_TASK PROMPT_
Please rewrite the rows that follow, replacing "chocolate muffin" with "cocoa cupcake" and leaving everything else as it is.

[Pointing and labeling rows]
##########
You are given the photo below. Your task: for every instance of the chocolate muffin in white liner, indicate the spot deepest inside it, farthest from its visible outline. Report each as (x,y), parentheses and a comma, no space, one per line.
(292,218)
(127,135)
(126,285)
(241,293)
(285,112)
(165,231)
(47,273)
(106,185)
##########
_OUTPUT BELOW_
You are given the photo below. Your task: for every instance of the cocoa cupcake in white liner, indicate the spot deepest inside it, farthest from its visible outline. Report each as (x,y), parentheses and a comma, no space, one per line.
(292,218)
(127,135)
(126,285)
(241,293)
(285,112)
(165,231)
(47,273)
(106,185)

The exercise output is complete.